• ITEMS:
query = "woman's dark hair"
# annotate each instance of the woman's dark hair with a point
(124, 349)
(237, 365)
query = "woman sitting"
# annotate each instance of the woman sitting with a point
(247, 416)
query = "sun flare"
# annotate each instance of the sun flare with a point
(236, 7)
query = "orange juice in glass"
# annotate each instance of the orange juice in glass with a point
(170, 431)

• SET PROBLEM: Express every line of the entries above as a Markdown table with two columns, Row and Line. Number each row and omit blank lines.

• TASK OUTPUT:
| Row | Line |
|---|---|
| 1 | query = "woman's dark hair" |
| 2 | # annotate each instance of the woman's dark hair with a point |
| 3 | (124, 349) |
| 4 | (237, 365) |
| 5 | query = "woman sitting" |
| 6 | # annotate each instance of the woman sitting with a point |
| 7 | (247, 416) |
| 8 | query = "sun flare" |
| 9 | # annotate each instance of the sun flare with a point |
| 10 | (236, 7) |
| 11 | query = "orange juice in glass" |
| 12 | # annotate each instance of the orange juice in glass with a point |
| 13 | (170, 431) |